• [DATASET ENTRIES]
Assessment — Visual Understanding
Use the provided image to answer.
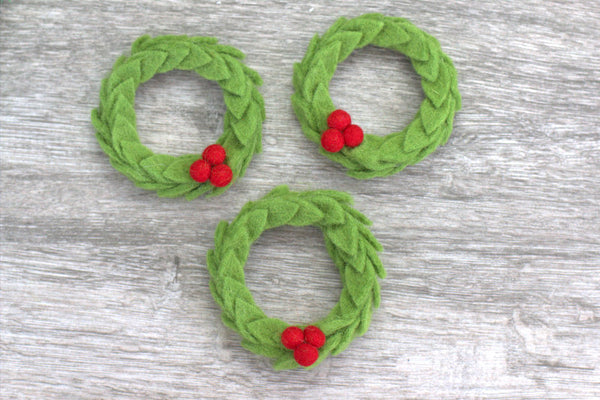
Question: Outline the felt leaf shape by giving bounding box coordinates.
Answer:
[312,42,342,79]
[110,158,147,182]
[108,59,141,86]
[273,351,298,371]
[219,57,250,96]
[195,52,231,81]
[324,31,362,61]
[219,276,253,313]
[177,45,212,70]
[231,103,261,145]
[163,154,201,183]
[246,210,269,242]
[96,133,121,160]
[119,140,152,164]
[215,221,229,246]
[292,14,460,179]
[404,119,431,152]
[112,113,139,149]
[140,154,175,183]
[91,35,265,199]
[419,98,451,133]
[302,60,327,103]
[131,35,150,55]
[216,250,244,279]
[105,78,135,110]
[223,84,252,120]
[289,200,324,226]
[109,95,139,133]
[421,57,451,107]
[156,44,190,74]
[234,298,264,329]
[267,198,300,227]
[207,186,378,369]
[344,268,372,305]
[325,224,358,255]
[319,318,353,341]
[311,196,346,225]
[373,21,411,49]
[134,51,169,83]
[411,39,441,81]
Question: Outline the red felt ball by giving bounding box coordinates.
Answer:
[304,325,325,349]
[210,164,233,187]
[202,144,227,165]
[327,110,352,131]
[281,326,304,350]
[344,125,365,147]
[321,129,344,153]
[190,160,210,183]
[294,343,319,367]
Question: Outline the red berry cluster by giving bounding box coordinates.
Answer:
[321,110,364,153]
[281,325,325,367]
[190,144,233,187]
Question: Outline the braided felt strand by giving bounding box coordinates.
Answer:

• [REQUIREMENT] Turn every line of the data above into a numbered list, skipping blank lines and leaving out the pictures.

• [ANSWER FOR THIS EXERCISE]
1. Assessment — Visual Understanding
2. Use the provided image to answer.
3. Question: Outline the felt leaf shape by giving bounding box coordinates.
4. Answer:
5. [312,42,342,79]
6. [110,158,147,182]
7. [108,59,141,86]
8. [273,351,298,371]
9. [219,57,250,96]
10. [195,52,231,81]
11. [324,31,362,61]
12. [219,276,253,313]
13. [177,45,212,70]
14. [231,103,261,145]
15. [163,154,201,183]
16. [246,210,269,242]
17. [96,133,121,160]
18. [119,140,152,164]
19. [215,221,229,246]
20. [292,14,460,179]
21. [404,119,431,152]
22. [112,113,139,149]
23. [140,154,175,183]
24. [91,35,265,199]
25. [419,98,451,133]
26. [302,60,327,103]
27. [131,35,150,55]
28. [216,250,244,279]
29. [105,78,135,110]
30. [223,84,252,120]
31. [289,200,324,226]
32. [109,95,139,133]
33. [421,57,451,107]
34. [156,44,190,74]
35. [234,298,264,329]
36. [267,198,300,227]
37. [207,186,378,369]
38. [344,268,372,305]
39. [325,224,358,255]
40. [319,318,353,341]
41. [311,196,346,225]
42. [373,21,411,49]
43. [134,51,169,83]
44. [411,39,441,81]
45. Question: Outline the red felt ball by giving bounding box coordinates.
46. Answer:
47. [304,325,325,349]
48. [210,164,233,187]
49. [202,144,227,165]
50. [327,110,352,131]
51. [281,326,304,350]
52. [344,125,365,147]
53. [321,129,344,153]
54. [190,160,210,183]
55. [294,343,319,367]
56. Question: Outline the red berry cluster by giving bounding box coordinates.
57. Answer:
58. [321,110,364,153]
59. [281,325,325,367]
60. [190,144,233,187]
61. Question: Outline the braided felt strand by giving bounding box coordinates.
62. Answer:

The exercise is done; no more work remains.